[Dataset entries]
>> START
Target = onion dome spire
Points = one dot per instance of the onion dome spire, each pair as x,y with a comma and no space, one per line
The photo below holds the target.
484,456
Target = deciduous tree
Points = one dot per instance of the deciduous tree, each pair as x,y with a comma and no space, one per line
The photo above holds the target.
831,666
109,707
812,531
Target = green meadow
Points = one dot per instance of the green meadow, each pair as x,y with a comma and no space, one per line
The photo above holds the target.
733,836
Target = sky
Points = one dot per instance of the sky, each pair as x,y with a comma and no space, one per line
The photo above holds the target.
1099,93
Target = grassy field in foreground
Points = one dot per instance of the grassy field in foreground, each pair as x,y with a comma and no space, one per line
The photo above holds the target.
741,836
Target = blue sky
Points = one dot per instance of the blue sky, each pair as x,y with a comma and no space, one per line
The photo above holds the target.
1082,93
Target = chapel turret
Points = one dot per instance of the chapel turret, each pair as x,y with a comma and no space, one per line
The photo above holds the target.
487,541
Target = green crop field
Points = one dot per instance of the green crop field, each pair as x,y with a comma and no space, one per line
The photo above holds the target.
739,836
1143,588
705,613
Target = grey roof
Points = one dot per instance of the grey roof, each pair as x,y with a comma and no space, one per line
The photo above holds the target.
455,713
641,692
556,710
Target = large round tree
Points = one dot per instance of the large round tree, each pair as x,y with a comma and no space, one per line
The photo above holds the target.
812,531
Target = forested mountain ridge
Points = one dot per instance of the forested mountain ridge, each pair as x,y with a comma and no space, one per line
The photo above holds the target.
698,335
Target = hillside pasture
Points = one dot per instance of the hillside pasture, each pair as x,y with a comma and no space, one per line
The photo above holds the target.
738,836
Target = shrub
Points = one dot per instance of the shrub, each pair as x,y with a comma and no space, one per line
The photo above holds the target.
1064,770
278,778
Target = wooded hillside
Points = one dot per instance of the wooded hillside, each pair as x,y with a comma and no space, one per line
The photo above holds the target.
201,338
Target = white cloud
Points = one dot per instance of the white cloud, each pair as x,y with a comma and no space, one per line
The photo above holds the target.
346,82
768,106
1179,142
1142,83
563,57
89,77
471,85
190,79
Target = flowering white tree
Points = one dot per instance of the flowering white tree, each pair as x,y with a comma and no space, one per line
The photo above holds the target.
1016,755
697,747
>> END
■ **Exercise directions**
Render every line of the data above as a Markdown table with two columns, Row and Line, where Row holds a running number and Line holds the line's text. Omit blank lines.

■ **Output of the exercise**
| Row | Line |
|---|---|
| 1 | Target = onion dome spire |
| 2 | Points = one dot per instance of the onion dome spire, each pair as x,y with a comma and no space, one per line |
| 3 | The photo below holds the target. |
| 4 | 484,456 |
| 5 | Target = deciduous tree |
| 6 | Points = one dot per instance of the deciduous tree, each pair as x,y with a comma and no space, one per line |
| 7 | The photo above holds the target. |
| 8 | 831,666 |
| 9 | 109,707 |
| 10 | 812,531 |
| 11 | Target = green meadow |
| 12 | Points = one dot per instance of the green meadow, each pair as x,y with a comma and no space, one per line |
| 13 | The photo above holds the target. |
| 14 | 733,836 |
| 15 | Target = sky |
| 16 | Points = one dot per instance of the sky, each pair as x,y with a comma and no space, one per line |
| 17 | The photo above holds the target. |
| 18 | 1099,93 |
| 19 | Target = grassy field in foreground |
| 20 | Points = one dot per instance of the grassy field in foreground, each pair as x,y with a comma and no space, one per line |
| 21 | The photo above holds the target. |
| 22 | 741,836 |
| 23 | Target = blue sky |
| 24 | Points = one dot per instance of the blue sky, each pair as x,y with a comma and no space, one per line |
| 25 | The photo above holds the target. |
| 26 | 1082,93 |
| 27 | Target = chapel turret |
| 28 | Points = one dot per instance of the chapel turret, each pair as x,y with a comma and no space, one per line |
| 29 | The photo above holds the target. |
| 30 | 487,541 |
| 31 | Target = green crop field |
| 32 | Points = one dot per instance of the green crop field, each pair as x,y with a comma and no space, one per line |
| 33 | The photo above holds the target. |
| 34 | 739,836 |
| 35 | 1143,588 |
| 36 | 705,613 |
| 37 | Target = grey roof |
| 38 | Points = one dot per instance of the grey roof, each pair as x,y with a comma and no space, one per line |
| 39 | The photo above holds the target. |
| 40 | 455,713 |
| 41 | 641,692 |
| 42 | 556,710 |
| 43 | Target = large round tree |
| 44 | Points = one dot per instance of the large round tree, each pair as x,y with a comma and no space, one per line |
| 45 | The photo above holds the target. |
| 46 | 812,531 |
| 47 | Target = forested mountain ridge |
| 48 | Points = one dot per instance of the forested mountain ridge, each pair as x,y with a comma and no space, one per line |
| 49 | The photo above holds the target. |
| 50 | 698,335 |
| 51 | Target = hillside pasture |
| 52 | Points = one dot per instance of the hillside pasture, each pair as x,y with a comma and no space, one per line |
| 53 | The photo above holds the target. |
| 54 | 738,836 |
| 55 | Target = shrub |
| 56 | Points = one dot per instance of the shrub, each pair as x,y with a comma and no space, one per line |
| 57 | The photo above holds the target. |
| 58 | 1064,770 |
| 59 | 278,778 |
| 60 | Target = wooded hillside |
| 61 | Points = one dot per instance of the wooded hillside, each pair as x,y with a comma and no space, one per line |
| 62 | The photo above holds the target. |
| 63 | 201,338 |
| 64 | Target = white cloud |
| 65 | Points = one dot per instance of the white cloud, each pair as x,y with a comma and no space, one per line |
| 66 | The photo above holds the target. |
| 67 | 346,82 |
| 68 | 768,106 |
| 69 | 1179,142 |
| 70 | 1142,83 |
| 71 | 563,57 |
| 72 | 89,77 |
| 73 | 471,85 |
| 74 | 190,79 |
| 75 | Target = flowering white tree |
| 76 | Points = one dot per instance of the flowering white tree, each pair as x,y with a comma and no space, one per line |
| 77 | The photo above holds the target. |
| 78 | 1016,755 |
| 79 | 697,747 |